> [Challenge]
Reproduce the data below, switching every "instance" to "item" and leaving everything else unchanged.

> [Records supplied]
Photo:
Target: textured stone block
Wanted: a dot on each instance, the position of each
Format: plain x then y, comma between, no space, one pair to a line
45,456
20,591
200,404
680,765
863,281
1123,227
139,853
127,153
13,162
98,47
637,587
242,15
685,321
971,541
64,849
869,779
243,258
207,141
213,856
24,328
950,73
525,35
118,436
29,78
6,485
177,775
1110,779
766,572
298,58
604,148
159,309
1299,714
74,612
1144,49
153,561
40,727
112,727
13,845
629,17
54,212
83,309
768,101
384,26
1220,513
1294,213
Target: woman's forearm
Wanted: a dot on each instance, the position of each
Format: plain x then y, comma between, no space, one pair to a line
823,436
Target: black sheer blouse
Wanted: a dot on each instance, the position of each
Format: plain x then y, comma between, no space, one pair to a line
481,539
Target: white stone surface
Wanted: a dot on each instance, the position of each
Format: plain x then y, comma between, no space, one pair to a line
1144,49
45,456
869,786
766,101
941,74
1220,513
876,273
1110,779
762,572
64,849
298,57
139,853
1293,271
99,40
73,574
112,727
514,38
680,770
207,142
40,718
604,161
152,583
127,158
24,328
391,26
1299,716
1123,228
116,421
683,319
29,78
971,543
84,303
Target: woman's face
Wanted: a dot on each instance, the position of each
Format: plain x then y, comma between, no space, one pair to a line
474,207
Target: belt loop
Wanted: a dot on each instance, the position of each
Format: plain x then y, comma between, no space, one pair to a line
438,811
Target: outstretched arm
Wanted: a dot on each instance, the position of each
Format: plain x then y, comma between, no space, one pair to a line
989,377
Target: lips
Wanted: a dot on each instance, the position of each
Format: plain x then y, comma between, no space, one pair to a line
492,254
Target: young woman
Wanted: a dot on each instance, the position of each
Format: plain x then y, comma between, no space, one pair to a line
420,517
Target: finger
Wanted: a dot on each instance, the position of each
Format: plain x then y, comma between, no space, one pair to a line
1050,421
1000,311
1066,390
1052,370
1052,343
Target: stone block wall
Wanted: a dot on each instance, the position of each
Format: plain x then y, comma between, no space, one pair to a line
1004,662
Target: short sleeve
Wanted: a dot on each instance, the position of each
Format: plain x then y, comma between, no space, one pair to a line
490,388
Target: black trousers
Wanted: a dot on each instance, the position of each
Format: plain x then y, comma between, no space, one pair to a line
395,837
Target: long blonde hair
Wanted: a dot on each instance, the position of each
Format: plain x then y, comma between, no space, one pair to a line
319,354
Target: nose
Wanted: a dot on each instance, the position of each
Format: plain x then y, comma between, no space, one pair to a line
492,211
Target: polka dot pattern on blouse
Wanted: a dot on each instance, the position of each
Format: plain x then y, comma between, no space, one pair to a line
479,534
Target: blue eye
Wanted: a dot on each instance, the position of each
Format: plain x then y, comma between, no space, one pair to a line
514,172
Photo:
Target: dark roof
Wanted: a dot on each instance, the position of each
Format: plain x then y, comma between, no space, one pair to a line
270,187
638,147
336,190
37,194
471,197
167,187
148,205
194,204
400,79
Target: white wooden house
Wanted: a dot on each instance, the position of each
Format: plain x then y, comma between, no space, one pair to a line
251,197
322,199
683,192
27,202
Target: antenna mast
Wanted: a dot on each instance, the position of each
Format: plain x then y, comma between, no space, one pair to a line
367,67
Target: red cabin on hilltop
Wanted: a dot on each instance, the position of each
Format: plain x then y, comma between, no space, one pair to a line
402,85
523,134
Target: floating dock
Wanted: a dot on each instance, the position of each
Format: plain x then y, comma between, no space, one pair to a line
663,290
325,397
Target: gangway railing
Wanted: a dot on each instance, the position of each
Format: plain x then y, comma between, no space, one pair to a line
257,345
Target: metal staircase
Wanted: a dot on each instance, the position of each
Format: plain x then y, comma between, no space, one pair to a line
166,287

> [Exercise result]
Photo:
Target: textured stone block
Wanted: a dot on each item, the position of each
Format: plain x then y, comma between, no space, one pair to a line
45,456
20,591
200,404
680,765
863,281
1123,227
139,853
127,153
13,162
98,47
637,587
242,15
685,321
971,541
64,849
869,779
243,258
207,141
213,856
24,328
950,73
525,35
118,436
29,78
6,485
177,775
1110,779
766,572
298,58
604,148
159,309
1299,714
74,612
1144,49
153,561
40,727
112,727
13,845
629,17
54,212
83,309
768,101
384,26
1220,513
1294,213
Target: woman's forearm
Wanted: a dot on each item, the position of each
Format: plain x then y, comma between, no space, one pair to a line
823,436
Target: black sheer blouse
Wanted: a dot on each item, the position of each
Format: plain x then y, comma between, no space, one pair to a line
481,539
Target: white stone surface
Wanted: a dot on each item, the position of each
Format: plain x then y, comma between, no space, one pair to a line
1144,49
45,456
869,786
766,101
941,74
1220,513
876,273
1110,779
762,572
64,849
298,57
139,853
1293,271
99,40
73,574
112,727
514,38
680,770
207,142
40,718
604,161
152,583
127,158
24,328
391,26
1299,716
1123,228
116,421
683,319
29,78
971,543
84,303
Target: woman's face
Wanted: a dot on each item, the position of each
Format: plain x then y, comma between, no space, one pair to a line
474,207
Target: belt loop
Wanted: a dot on each item, the position of each
Format: plain x then y, comma between, no space, one pair to a line
438,811
Target: outstretched arm
Wanted: a dot on each item, the position of each
Format: plain x then y, comma between, no space, one pair to a line
989,377
Target: lips
Wanted: a dot on each item, the position of each
Format: plain x then y, comma between, no space, one pair to a line
492,254
Target: young woman
Wanted: a dot on each item, the position of each
Format: plain x then y, comma between, no space, one pair to a line
420,517
Target: finger
Wanted: a dot on each item, the position of each
Format: plain x then y, comma between, no space, one pair to a line
1050,421
1000,311
1066,390
1052,370
1052,343
Target: stone block wall
Wanted: a dot on each item, the position of each
Format: plain x then y, comma between, no space, one pair to a line
1004,662
Target: short sleeve
Wanted: a dot on each item, the position of each
Format: plain x then y, comma between, no space, one pair to a line
490,388
Target: black trousers
Wanted: a dot on each item, the position of each
Format: plain x then y, comma between, no space, one pair to a line
395,837
Target: long blonde hair
Wanted: a dot on each item, the position of each
Format: plain x then y, comma between, no space, one pair to a line
319,354
Target: nose
Wanted: a dot on each item, the position of each
Format: plain x then y, comma between, no space, one pair to a line
492,211
Target: polka dot pattern on blouse
Wanted: a dot on each item, the position of each
Format: plain x then y, comma between, no space, one pair to a line
479,534
Target: blue eye
Wanted: a dot on each item, the position of each
Format: plain x then y, comma between, no space, one pair to a line
514,172
Photo:
Target: dark roof
Wanted: a dot on each item, the position of each
Format: plain x then y, comma between, no space, one pair to a line
270,187
638,147
336,190
37,194
471,197
167,187
148,205
194,204
400,79
Target: white wooden house
Wanted: a dot on each item, the position of each
Format: plain x then y, comma between, no space, one pair to a line
251,197
322,199
683,192
27,202
Target: antenna mast
Wanted: a dot on each item, the position of each
Format: plain x then y, comma between, no space, one pair to a line
367,67
Target: red cabin on hilltop
Wanted: a dot on each item, the position of each
Format: plain x then y, comma between, no space, one pair to a line
402,85
523,134
Target: floating dock
Wanted: a dot on each item, the position of each
Format: plain x then y, comma between, no space, one pair to a line
663,290
325,397
Target: gangway railing
Wanted: a dot on each item, the position of each
Format: plain x then y, comma between, no space, one pair to a line
257,345
Target: metal staircase
Wanted: a dot on each item, the position of each
Format: plain x then y, comma between, no space, one pair to a line
166,287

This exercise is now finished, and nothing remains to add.